#### [Work task]
If a line in the data below includes the string "shadow", please return a copy of it.

Items from a data source:
####################
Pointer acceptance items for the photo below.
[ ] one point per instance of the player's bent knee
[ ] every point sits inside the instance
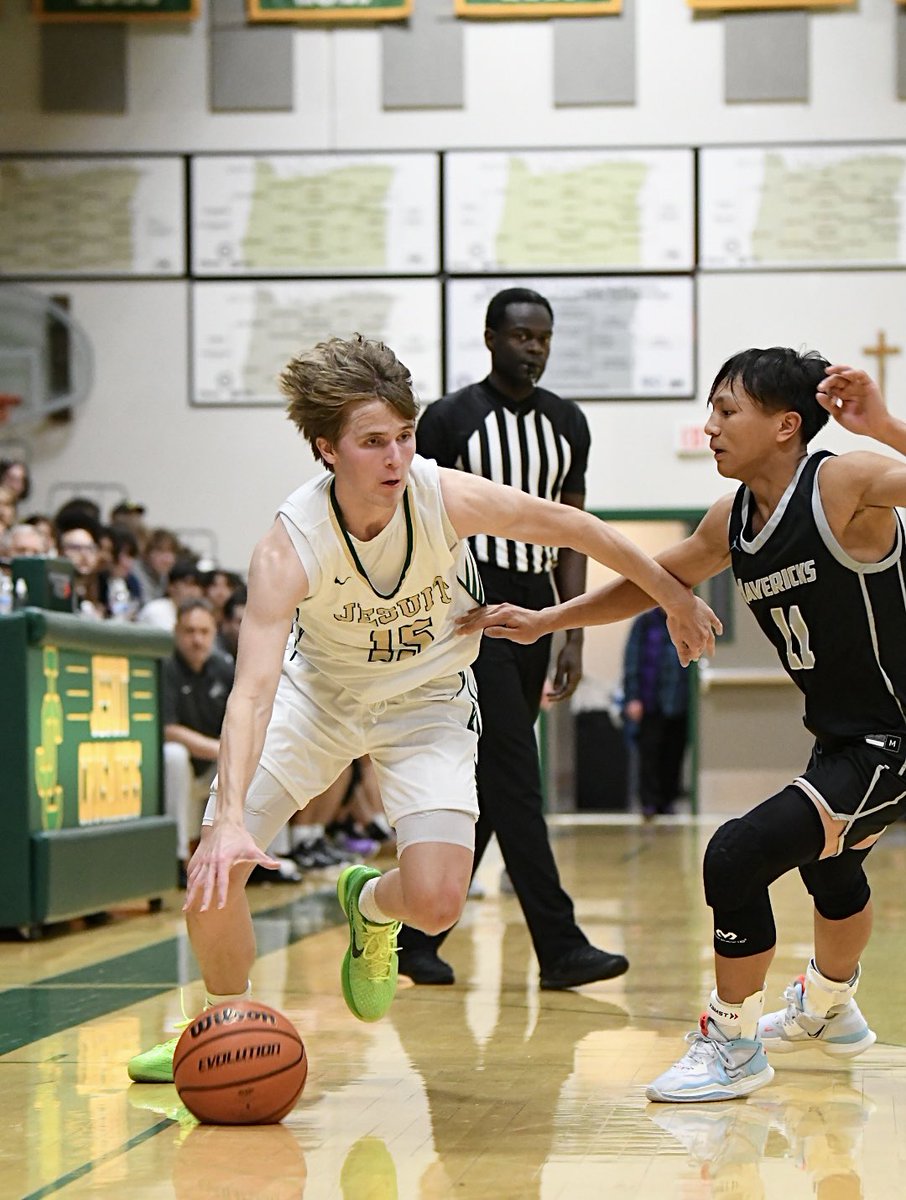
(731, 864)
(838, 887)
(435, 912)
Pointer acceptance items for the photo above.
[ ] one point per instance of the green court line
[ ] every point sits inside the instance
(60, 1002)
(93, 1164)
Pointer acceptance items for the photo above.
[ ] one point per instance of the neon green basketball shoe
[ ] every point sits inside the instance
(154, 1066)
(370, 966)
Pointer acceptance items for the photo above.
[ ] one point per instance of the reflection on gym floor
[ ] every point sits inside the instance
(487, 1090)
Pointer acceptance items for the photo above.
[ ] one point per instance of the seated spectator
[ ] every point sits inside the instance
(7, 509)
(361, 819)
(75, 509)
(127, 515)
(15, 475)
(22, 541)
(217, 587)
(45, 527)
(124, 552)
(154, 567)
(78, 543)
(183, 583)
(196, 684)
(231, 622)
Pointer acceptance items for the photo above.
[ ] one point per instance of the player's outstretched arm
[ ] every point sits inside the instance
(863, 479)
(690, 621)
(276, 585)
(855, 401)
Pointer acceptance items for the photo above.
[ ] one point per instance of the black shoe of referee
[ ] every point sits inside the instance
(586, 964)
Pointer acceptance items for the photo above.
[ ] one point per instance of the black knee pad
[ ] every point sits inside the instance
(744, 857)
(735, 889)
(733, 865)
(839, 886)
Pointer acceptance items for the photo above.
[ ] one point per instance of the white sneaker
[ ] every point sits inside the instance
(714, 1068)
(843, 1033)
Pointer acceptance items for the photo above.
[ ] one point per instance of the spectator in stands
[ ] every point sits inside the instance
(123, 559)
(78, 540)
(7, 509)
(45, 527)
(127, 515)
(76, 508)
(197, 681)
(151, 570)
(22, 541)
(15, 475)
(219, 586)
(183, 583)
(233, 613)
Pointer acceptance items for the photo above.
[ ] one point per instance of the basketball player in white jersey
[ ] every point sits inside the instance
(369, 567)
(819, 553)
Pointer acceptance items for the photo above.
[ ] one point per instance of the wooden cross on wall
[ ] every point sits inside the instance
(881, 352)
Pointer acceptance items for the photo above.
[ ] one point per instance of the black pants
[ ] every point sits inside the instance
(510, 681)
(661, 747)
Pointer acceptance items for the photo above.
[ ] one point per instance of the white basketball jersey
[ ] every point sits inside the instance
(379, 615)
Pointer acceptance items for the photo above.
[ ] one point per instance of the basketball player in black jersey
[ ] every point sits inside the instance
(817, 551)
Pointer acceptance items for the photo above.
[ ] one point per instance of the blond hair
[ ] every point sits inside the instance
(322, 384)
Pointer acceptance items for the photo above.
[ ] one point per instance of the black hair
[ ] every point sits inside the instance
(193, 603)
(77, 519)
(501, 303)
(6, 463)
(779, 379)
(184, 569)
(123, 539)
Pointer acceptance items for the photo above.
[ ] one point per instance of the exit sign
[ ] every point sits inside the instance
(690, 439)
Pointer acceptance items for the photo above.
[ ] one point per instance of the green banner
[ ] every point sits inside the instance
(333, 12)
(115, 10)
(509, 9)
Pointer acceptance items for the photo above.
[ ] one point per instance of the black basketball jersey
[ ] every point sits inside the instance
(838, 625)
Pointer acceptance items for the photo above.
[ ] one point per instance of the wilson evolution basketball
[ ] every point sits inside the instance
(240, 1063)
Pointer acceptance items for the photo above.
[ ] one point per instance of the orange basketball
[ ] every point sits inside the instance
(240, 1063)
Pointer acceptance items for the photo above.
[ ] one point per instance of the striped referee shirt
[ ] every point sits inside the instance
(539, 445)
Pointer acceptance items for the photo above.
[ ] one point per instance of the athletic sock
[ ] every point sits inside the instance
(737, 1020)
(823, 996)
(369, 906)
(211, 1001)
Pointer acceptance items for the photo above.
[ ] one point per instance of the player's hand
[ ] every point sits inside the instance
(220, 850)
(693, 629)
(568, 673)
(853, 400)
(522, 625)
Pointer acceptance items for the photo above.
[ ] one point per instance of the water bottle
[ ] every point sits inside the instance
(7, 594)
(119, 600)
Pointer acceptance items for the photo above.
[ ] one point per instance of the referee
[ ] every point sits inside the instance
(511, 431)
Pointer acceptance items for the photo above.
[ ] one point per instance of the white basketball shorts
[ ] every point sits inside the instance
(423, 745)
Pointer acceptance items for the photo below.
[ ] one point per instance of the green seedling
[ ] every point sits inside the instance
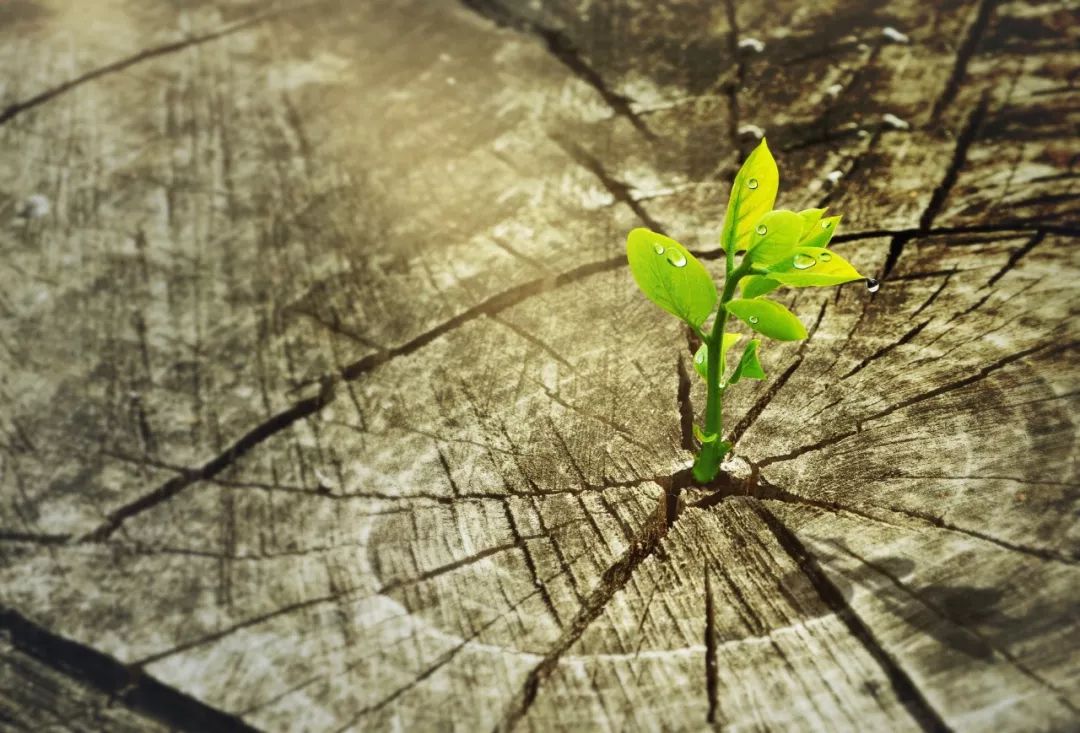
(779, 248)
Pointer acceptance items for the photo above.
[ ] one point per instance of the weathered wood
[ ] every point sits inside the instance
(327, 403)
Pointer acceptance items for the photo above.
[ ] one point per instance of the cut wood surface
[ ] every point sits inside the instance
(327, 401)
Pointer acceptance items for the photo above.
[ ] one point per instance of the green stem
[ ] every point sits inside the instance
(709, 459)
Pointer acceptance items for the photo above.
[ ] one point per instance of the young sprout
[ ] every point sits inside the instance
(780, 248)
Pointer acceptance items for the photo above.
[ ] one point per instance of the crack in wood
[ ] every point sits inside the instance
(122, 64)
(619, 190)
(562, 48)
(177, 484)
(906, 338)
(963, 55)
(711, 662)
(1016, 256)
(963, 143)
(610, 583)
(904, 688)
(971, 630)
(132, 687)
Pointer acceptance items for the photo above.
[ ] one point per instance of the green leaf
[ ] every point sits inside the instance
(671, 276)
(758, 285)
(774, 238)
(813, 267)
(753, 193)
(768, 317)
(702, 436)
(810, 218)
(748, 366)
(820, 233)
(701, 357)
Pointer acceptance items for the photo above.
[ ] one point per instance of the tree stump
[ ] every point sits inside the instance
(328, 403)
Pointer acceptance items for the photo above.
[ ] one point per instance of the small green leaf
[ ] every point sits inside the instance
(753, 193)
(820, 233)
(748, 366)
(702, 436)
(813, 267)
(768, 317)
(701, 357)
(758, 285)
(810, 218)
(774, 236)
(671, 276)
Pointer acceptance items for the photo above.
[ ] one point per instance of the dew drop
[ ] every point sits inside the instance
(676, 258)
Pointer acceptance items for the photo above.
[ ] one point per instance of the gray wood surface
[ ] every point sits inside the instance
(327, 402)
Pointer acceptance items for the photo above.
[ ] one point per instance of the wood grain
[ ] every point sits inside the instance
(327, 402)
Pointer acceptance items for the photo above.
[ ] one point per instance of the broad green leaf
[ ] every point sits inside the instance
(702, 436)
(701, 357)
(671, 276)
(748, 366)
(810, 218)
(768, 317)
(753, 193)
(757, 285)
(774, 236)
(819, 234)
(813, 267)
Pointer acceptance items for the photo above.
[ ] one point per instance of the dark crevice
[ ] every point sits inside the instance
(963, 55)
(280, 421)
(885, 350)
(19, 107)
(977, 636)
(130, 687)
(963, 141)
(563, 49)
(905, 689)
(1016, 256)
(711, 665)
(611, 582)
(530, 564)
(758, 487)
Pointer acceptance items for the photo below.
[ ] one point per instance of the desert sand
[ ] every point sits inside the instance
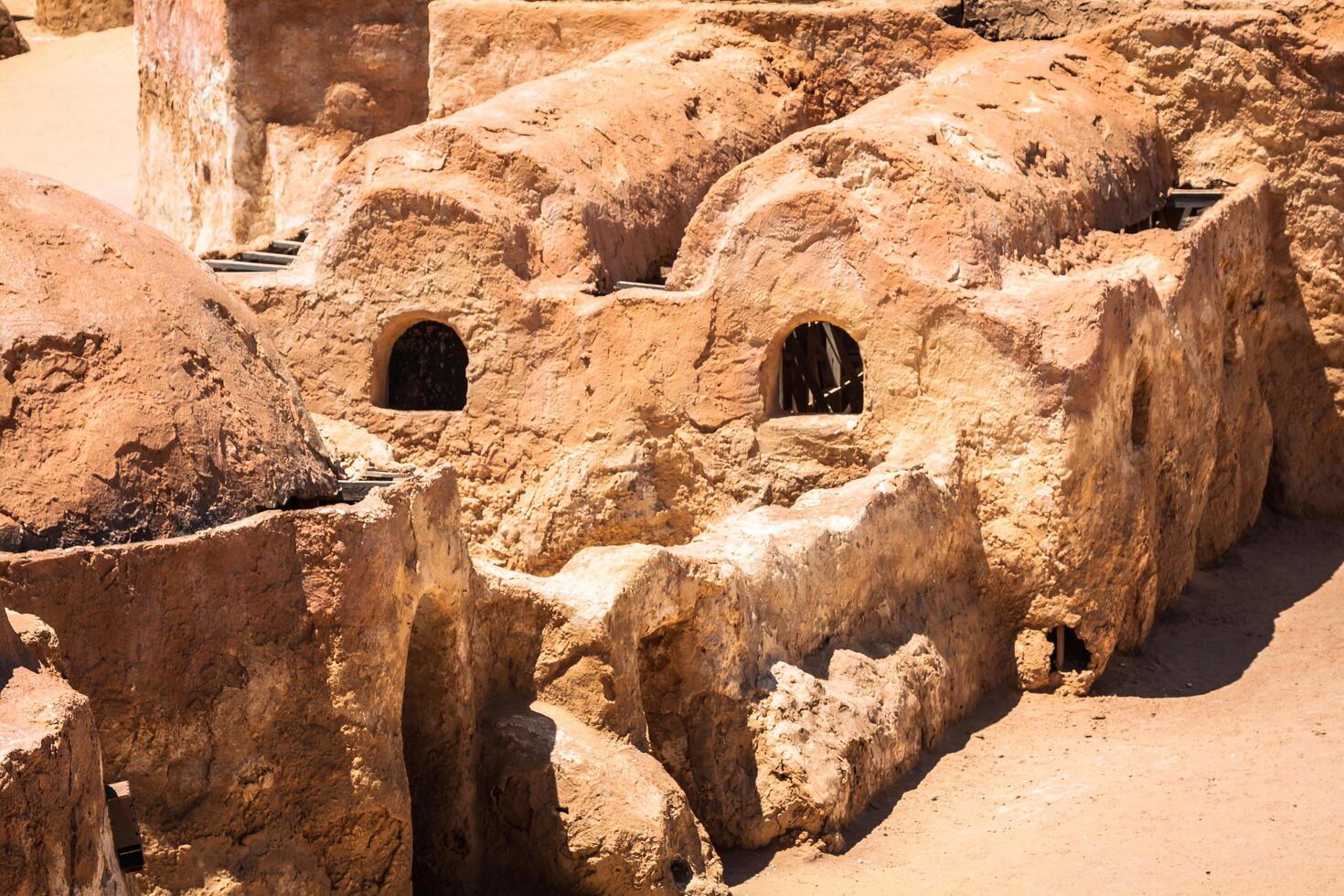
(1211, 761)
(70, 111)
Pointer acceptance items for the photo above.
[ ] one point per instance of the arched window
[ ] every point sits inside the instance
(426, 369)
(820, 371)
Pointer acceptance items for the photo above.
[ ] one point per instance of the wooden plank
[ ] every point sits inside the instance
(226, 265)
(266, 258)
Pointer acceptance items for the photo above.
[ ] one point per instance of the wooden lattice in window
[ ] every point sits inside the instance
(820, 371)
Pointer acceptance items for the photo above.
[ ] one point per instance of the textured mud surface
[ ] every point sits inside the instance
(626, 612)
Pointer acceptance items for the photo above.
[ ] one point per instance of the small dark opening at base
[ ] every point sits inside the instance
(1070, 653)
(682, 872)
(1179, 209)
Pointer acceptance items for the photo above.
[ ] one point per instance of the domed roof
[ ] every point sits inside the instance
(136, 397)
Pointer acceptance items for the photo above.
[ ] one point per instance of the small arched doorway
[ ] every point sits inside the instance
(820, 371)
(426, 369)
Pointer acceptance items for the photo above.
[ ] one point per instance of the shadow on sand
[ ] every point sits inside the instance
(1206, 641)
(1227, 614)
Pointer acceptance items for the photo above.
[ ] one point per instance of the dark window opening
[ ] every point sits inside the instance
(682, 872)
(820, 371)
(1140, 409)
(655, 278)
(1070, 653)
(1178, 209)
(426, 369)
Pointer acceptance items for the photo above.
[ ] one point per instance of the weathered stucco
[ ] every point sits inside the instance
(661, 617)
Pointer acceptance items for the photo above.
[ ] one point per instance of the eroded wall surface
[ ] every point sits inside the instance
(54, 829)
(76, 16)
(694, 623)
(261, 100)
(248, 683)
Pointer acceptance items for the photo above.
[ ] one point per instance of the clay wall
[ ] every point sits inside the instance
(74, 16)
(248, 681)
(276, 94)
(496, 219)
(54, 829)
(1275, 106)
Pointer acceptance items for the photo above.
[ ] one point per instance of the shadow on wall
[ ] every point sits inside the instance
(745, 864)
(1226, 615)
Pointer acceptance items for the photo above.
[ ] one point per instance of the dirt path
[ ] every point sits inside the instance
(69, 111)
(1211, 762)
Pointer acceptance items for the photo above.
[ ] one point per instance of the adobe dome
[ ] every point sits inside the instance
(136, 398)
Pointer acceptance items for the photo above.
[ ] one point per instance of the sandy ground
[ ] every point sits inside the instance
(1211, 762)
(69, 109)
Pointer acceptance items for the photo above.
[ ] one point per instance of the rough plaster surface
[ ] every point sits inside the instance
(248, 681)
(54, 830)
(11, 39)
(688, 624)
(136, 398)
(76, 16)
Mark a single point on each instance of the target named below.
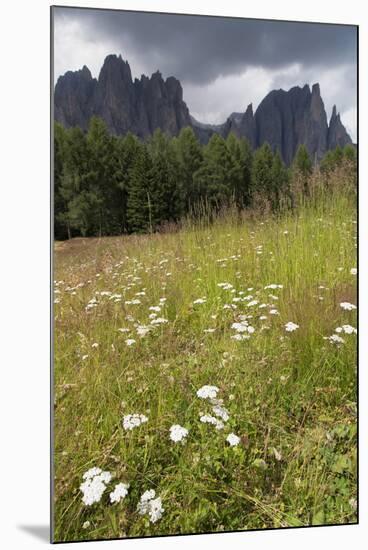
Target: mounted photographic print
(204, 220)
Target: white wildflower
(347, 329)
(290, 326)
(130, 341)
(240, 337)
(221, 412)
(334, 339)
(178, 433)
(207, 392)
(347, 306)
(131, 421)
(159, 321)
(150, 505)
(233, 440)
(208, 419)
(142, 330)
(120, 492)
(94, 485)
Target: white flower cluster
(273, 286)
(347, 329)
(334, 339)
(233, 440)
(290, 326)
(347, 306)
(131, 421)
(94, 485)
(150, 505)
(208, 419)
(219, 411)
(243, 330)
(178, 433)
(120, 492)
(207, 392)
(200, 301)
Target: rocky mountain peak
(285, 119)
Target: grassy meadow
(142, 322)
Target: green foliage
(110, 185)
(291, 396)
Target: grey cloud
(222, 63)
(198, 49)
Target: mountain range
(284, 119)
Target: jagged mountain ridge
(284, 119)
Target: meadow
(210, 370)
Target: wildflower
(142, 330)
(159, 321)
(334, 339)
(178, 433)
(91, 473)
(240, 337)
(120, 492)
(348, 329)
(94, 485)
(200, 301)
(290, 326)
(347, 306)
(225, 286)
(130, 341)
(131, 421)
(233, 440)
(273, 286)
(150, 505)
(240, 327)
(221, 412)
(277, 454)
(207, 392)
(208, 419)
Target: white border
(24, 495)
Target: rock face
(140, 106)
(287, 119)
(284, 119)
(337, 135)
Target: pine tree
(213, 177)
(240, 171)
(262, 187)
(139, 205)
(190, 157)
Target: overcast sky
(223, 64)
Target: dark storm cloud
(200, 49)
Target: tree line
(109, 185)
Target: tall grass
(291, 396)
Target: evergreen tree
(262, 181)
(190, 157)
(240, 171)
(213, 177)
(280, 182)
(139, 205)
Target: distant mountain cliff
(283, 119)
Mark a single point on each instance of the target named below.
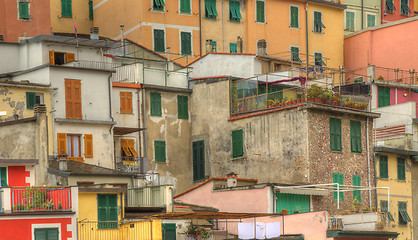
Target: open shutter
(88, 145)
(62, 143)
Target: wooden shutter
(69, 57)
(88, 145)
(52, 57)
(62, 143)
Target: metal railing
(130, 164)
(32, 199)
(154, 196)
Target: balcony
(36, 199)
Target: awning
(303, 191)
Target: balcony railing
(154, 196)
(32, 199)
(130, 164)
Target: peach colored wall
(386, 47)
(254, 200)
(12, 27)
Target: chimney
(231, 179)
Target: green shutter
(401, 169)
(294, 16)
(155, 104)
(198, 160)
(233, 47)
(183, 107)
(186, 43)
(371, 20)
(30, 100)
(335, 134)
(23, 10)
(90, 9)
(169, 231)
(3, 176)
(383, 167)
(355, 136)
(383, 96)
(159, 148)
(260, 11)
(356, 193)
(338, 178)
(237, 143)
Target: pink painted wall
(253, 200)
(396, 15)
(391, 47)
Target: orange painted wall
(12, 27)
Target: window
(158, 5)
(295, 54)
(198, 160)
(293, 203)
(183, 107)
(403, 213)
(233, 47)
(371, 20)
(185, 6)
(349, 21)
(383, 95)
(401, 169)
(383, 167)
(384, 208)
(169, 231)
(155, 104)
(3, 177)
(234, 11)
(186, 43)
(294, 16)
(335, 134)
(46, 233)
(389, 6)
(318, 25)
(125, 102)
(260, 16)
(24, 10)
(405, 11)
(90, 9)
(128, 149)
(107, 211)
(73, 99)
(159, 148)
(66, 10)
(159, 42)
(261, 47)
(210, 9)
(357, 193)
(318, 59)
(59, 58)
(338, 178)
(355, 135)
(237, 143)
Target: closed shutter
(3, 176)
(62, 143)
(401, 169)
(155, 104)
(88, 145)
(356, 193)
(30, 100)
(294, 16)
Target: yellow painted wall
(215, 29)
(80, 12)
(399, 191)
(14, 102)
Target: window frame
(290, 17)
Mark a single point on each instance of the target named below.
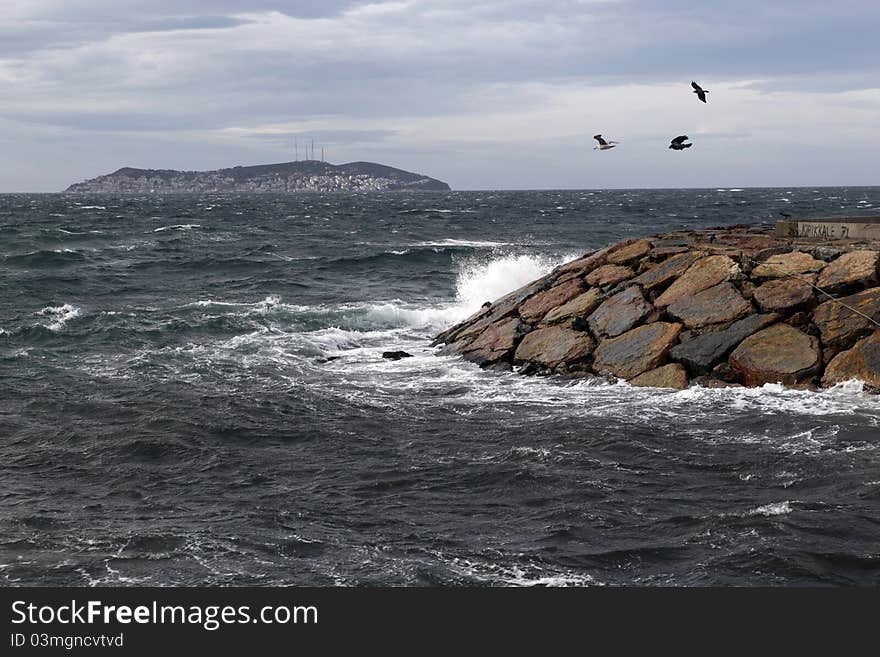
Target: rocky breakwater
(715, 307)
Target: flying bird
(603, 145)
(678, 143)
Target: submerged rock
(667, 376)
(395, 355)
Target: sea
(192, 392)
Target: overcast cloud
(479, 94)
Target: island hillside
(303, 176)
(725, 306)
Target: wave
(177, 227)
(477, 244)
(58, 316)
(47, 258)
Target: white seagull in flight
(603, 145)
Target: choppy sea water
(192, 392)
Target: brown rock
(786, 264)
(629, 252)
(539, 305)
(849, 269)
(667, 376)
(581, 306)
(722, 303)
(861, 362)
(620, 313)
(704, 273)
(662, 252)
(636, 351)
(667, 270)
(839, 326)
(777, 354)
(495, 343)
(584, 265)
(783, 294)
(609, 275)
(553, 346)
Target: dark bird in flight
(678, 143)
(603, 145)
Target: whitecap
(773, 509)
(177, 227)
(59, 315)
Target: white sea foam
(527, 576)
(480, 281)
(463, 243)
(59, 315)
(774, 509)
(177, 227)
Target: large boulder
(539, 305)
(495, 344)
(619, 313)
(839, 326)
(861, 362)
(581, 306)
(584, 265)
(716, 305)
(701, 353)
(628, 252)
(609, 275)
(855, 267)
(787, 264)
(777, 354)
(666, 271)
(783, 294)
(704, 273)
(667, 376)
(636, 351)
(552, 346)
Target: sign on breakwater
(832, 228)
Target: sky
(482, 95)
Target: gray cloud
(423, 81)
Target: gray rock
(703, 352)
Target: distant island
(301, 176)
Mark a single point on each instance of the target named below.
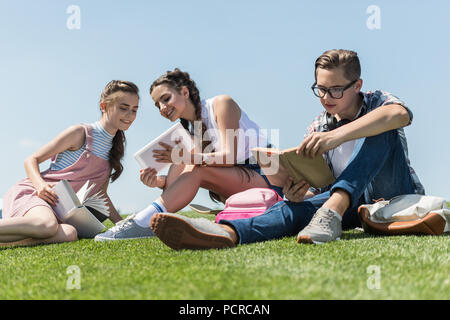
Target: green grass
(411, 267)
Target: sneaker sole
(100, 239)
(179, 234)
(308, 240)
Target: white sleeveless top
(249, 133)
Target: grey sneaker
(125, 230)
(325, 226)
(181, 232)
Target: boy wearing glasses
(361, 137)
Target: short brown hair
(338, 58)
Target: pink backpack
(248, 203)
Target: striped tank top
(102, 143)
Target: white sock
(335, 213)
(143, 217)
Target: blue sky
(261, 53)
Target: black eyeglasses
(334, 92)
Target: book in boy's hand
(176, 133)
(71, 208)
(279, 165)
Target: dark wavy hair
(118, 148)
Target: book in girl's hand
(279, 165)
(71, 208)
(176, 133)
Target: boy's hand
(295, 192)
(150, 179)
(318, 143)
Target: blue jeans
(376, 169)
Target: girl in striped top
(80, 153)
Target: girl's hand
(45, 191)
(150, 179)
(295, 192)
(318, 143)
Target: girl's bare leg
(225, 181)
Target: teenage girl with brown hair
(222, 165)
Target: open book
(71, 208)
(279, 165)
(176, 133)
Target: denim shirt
####################
#### [Exercise answer]
[ ] one point per instance of the shadow on sand
[ ] one point per instance of the shadow on wall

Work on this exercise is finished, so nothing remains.